Chuks Okocha in Abuja
The Senate yesterday summoned the Minister of Health, Dr. Osagie Ehanire and the Chairman of the Presidential Task Force on COVID-l9, Boss Mustapha, to brief its Committees on Health and Primary Healthcare on modalities the federal government would adopt to procure and administer COVID-19 vaccines on Nigerians.
Also, to appear before the Senate Committees include the Director General of the Nigeria Centre for Disease Control (NCDC), Dr. Chikwe Ihekweazu, the Directors General of the National Primary Health Care Development Agency (NPHCDA), National Agency for Food and Drugs Administration and Control (NAFDAC) and the Chief Executives of other relevant government agencies.
These resolutions of the Upper Chamber followed a motion titled: “Urgent need for Nigeria to obtain and administer COVlD-l9 Vaccine to its citizens” sponsored by Senator Ibrahim Yahaya Oloriegbe (Kwara Central).
The prayers of the motion which were approved by the Senate include: “The Senate therefore resolves to direct its committee on Health and Primary Health Care to Invite the Federal Ministry of Health, the Presidential Task Force on Covid-l9, the National Primary Health Care Development Agency (NPHCDA), the National Agency for Food Drugs Administration and Control (NAFDAC), Nigeria Centre for Decease Control (NCDC), Federal Ministry of Finance and any other relevant government agency to present to it detail plan approval, protocol, funding, procurement, administration and monitoring of COVID-19 Vaccine in Nigeria.
“Urge the federal government to provide adequate funds for the procurement and administration of COVID-19 vaccines to Nigerians.
“Direct the committees in Health and Primary Healthcare to report back to the Senate in 2 weeks.”
Senator Oloriegbe in his lead debate urged his colleagues to be: “Aware that some countries have approved vaccines for COVID-19 and are administering the vaccine to their citizens.
“Aware that many other countries have completed plans on the procurement, distribution and administration of the vaccines to their citizens.
“Extremely worried that Nigeria has not produced a plan for the procurement, distribution and administration of the vaccine to Nigerians.
“Concern that the only plan on Covid-l9 Vaccine for Nigeria is the pledge by the Global Alliance for Vaccine Initiative (GAVl) to support 20% of the country’s vaccine requirement.

RAW DATA =
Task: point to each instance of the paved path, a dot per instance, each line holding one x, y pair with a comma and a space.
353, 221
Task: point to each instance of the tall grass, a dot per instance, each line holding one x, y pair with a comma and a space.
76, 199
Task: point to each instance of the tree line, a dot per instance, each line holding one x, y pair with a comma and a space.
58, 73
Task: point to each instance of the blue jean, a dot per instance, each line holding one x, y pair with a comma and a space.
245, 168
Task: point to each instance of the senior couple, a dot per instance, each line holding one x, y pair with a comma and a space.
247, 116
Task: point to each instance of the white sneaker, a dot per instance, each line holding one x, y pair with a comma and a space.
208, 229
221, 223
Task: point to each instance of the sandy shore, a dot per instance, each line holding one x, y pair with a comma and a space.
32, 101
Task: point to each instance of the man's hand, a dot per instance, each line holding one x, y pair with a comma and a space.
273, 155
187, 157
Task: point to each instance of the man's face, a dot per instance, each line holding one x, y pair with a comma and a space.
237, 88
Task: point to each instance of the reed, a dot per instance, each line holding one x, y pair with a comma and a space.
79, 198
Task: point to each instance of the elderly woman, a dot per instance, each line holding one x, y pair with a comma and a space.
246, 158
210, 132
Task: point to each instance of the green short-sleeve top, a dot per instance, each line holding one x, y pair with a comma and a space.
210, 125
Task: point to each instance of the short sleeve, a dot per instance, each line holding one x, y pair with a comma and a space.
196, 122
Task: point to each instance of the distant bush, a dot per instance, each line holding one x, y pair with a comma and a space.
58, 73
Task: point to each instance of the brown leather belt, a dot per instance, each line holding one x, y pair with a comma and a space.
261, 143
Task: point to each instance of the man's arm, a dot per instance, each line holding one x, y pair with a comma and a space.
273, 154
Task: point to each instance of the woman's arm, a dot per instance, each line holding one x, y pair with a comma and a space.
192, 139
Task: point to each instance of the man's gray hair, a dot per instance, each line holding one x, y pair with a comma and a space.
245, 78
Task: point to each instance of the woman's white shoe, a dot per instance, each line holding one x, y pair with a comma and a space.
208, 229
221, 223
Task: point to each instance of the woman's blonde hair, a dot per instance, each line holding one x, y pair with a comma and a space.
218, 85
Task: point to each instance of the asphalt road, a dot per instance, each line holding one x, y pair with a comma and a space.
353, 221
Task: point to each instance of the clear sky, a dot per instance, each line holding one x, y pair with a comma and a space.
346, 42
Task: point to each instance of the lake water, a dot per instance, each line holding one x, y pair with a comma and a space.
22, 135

TASK ITEM =
Summarize the report on the Senate vaccine summons in two sentences. Work only from the report on the Senate vaccine summons.

EXERCISE ANSWER =
The Senate summoned Health Minister Dr. Osagie Ehanire, Presidential Task Force chairman Boss Mustapha and the heads of agencies including the NCDC, NPHCDA and NAFDAC to brief its Committees on Health and Primary Healthcare on how the federal government would procure and administer COVID-19 vaccines. The resolutions followed a motion by Senator Ibrahim Yahaya Oloriegbe, who voiced worry that Nigeria's only vaccine plan was a GAVI pledge to support 20% of its requirement, and the Senate also urged the federal government to provide adequate funds and directed the committees to report back in two weeks.